**Seitentext:**
========
Vorbemerkung

Die Kommentierung bezieht sich auf ESRS 1 zum Rechtsstand 31.7.2023 gem. Delegierter Verordnung C(2023) 5303.

1 Zielsetzung und Inhalt

 

Rz. 1

ESRS 1 enthält – anders als alle anderen zum gegenwärtigen Zeitpunkt vorliegenden ESRS – keine explizit gekennzeichnete Angabepflichten. Seine Aufgabe ist es vielmehr, als Klammer vor den Einzelanforderungen

  • ein Verständnis für den Aufbau der ESRS zu vermitteln (Rz 3 ff.),
  • die den ESRS in ihrer Gesamtheit zugrunde liegenden Konzepte sowie weitere allgemeine Grundlagen darzustellen (Rz 18Rz 116) und
  • grundlegende, formale Anforderungen an die Berichterstattung festzuhalten (Rz 117 ff.; ESRS 1.3).

Aus vielen der enthaltenen Anforderungen lassen sich aber implizite Angabepflichten ableiten – z. B. zu Restatements (Rz 112 ff.) oder i. V. m. dem Grundsatz der Konnektivität, die von den berichtspflichtigen Unternehmen laufend zu würdigen sind. Weiterhin enthält der Standard die Übergangsbestimmungen, die bei der erstmaligen Anwendung der ESRS zum Tragen kommen (Rz 146 ff.).

 

Rz. 2

ESRS 1 ist damit als Grundlage für die Regelungen der weiteren Standards zu nutzen. Er enthält Ausführungen zu Fragestellungen, die für die Anwendung der Angabepflichten dieser weiteren ESRS von Bedeutung sind (z. B. zur Festlegung von Zeithorizonten oder im Hinblick auf Phase-in-Regelungen). Ebenso enthalten andere ESRS aber auch Angabepflichten, die sich unmittelbar auf Inhalte von ESRS 1 beziehen (z. B. zur Darstellung des Prozesses der Wesentlichkeitsanalyse). Ein Inhalt von zentraler Bedeutung in ESRS 1 sind die Ausführungen zum Wesentlichkeitsgrundsatz in den ESRS, konkret in Form der doppelten Wesentlichkeit: Hiermit werden Leitlinien für die verpflichtende Durchführung der Wesentlichkeitsanalyse gegeben. Die Ergebnisse dieser Wesentlichkeitsanalyse bestimmen in Folge die Inhalte der gesamten Nachhaltigkeitsberichterstattung gem. ESRS. Weitere abgrenzbare Themenbereiche, die von ähnlichem Stellenwert sind, umfassen die Festlegung der Berichtsgrenzen sowie den Aufbau und die formale Ausgestaltung einer Nachhaltigkeitserklärung gem. ESRS.
========
**Ausgangsmaterial:**
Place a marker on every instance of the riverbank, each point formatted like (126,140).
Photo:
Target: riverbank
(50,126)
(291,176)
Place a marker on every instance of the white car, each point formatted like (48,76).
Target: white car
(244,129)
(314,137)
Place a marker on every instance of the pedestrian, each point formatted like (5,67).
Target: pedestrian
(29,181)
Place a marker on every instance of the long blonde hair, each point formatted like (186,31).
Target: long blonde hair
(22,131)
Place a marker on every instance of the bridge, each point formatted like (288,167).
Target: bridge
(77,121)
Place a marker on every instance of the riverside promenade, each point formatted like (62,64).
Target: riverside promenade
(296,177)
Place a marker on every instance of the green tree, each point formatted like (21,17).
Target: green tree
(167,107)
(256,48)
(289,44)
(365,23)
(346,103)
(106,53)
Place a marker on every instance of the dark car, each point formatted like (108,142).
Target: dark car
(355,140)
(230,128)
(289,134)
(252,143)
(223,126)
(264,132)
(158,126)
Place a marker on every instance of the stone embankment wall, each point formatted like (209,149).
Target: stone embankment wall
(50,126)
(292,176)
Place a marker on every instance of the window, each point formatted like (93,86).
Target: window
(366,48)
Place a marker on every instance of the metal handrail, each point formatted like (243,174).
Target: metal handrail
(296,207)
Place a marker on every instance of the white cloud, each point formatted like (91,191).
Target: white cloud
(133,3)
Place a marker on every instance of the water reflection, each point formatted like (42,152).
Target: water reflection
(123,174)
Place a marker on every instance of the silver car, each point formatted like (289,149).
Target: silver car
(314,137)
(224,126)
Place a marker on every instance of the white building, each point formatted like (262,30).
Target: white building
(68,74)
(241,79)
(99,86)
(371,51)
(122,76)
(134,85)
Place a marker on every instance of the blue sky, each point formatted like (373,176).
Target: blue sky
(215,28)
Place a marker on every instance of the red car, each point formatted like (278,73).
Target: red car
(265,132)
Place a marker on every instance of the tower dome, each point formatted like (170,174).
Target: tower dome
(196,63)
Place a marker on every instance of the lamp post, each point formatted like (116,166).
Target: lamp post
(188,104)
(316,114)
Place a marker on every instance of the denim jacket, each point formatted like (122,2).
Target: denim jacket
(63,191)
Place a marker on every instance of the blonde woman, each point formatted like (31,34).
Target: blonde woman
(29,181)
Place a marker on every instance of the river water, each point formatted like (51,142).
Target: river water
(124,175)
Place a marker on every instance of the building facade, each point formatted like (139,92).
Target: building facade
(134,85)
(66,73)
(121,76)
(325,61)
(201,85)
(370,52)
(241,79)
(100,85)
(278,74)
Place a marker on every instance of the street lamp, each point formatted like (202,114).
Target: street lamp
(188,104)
========
**Aufgabe 1:** Prüfen Sie, ob die folgenden Aussagen mit dem Seitentext übereinstimmen, und belegen Sie jede Antwort (Ja oder Nein) mit den maßgeblichen Worten des Seitentextes als wörtlichem Zitat: (a) ESRS 1 enthält explizit gekennzeichnete Angabepflichten. (b) Die Kommentierung bezieht sich auf den Rechtsstand vom 31.7.2023. (c) Die Ergebnisse der Wesentlichkeitsanalyse bestimmen die Inhalte der gesamten Nachhaltigkeitsberichterstattung gem. ESRS.
**Aufgabe 2:** Geben Sie einen Ausschnitt der Datensätze als JSON-Liste von Zeichenketten wieder, eine Zeichenkette je Zeile und ohne Leerzeilen. Beginnen Sie bei der Zeile der Datensätze, die „Place a marker on every instance of the denim“ enthält, und enden Sie mit der letzten Zeile der Datensätze; beide Enden sind eingeschlossen.

**Vollständige Antwort 1:**
(a) Nein – „ESRS 1 enthält – anders als alle anderen zum gegenwärtigen Zeitpunkt vorliegenden ESRS – keine explizit gekennzeichnete Angabepflichten.“
(b) Ja – „Die Kommentierung bezieht sich auf ESRS 1 zum Rechtsstand 31.7.2023 gem. Delegierter Verordnung C(2023) 5303.“
(c) Ja – „Die Ergebnisse dieser Wesentlichkeitsanalyse bestimmen in Folge die Inhalte der gesamten Nachhaltigkeitsberichterstattung gem. ESRS.“

**Vollständige Antwort 2:**
[
  "Place a marker on every instance of the denim jacket, each point formatted like (122,2).",
  "Target: denim jacket",
  "(63,191)",
  "Place a marker on every instance of the blonde woman, each point formatted like (31,34).",
  "Target: blonde woman",
  "(29,181)",
  "Place a marker on every instance of the river water, each point formatted like (51,142).",
  "Target: river water",
  "(124,175)",
  "Place a marker on every instance of the building facade, each point formatted like (139,92).",
  "Target: building facade",
  "(134,85)",
  "(66,73)",
  "(121,76)",
  "(325,61)",
  "(201,85)",
  "(370,52)",
  "(241,79)",
  "(100,85)",
  "(278,74)",
  "Place a marker on every instance of the street lamp, each point formatted like (202,114).",
  "Target: street lamp",
  "(188,104)"
]